PROBLEM:
Go through the data below and copy each line where the word "form" occurs.
^^^^
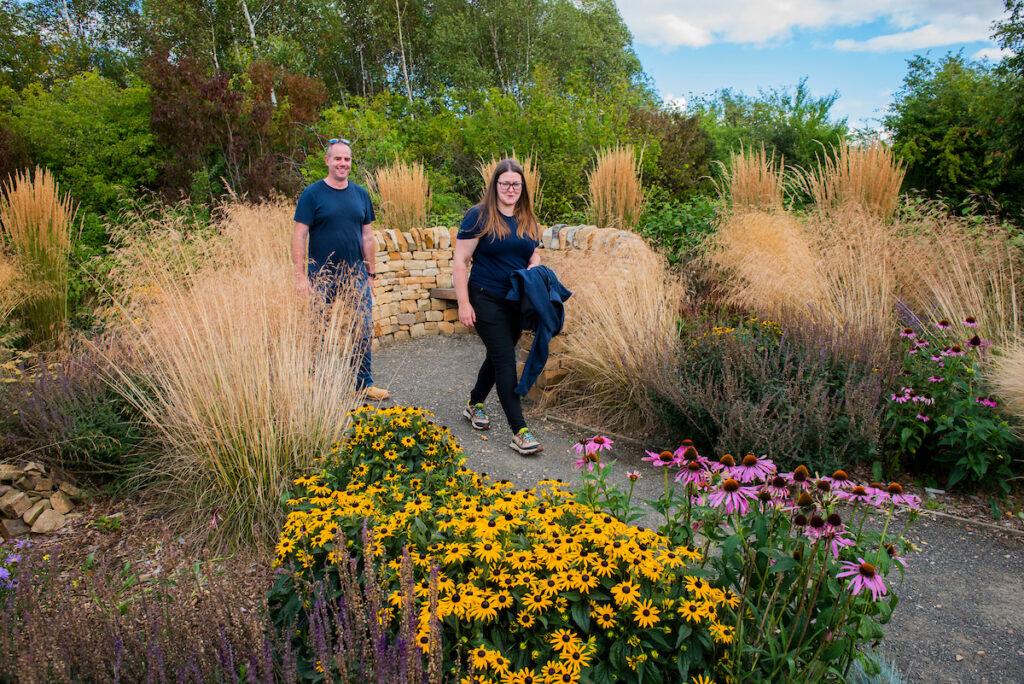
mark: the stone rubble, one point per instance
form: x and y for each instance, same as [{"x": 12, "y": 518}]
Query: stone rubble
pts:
[{"x": 33, "y": 500}]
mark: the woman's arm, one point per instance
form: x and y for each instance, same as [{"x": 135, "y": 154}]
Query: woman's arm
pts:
[{"x": 460, "y": 279}]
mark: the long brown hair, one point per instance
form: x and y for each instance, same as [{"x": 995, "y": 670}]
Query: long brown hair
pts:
[{"x": 494, "y": 225}]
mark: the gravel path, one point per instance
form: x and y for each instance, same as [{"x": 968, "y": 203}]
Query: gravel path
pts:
[{"x": 962, "y": 611}]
^^^^
TASK SOLUTION:
form: x and y for each instance, same as [{"x": 12, "y": 518}]
form: x and y for each instance, same as [{"x": 135, "y": 154}]
form: x and y for each instance, same as [{"x": 995, "y": 670}]
form: x and y for each instance, same as [{"x": 968, "y": 203}]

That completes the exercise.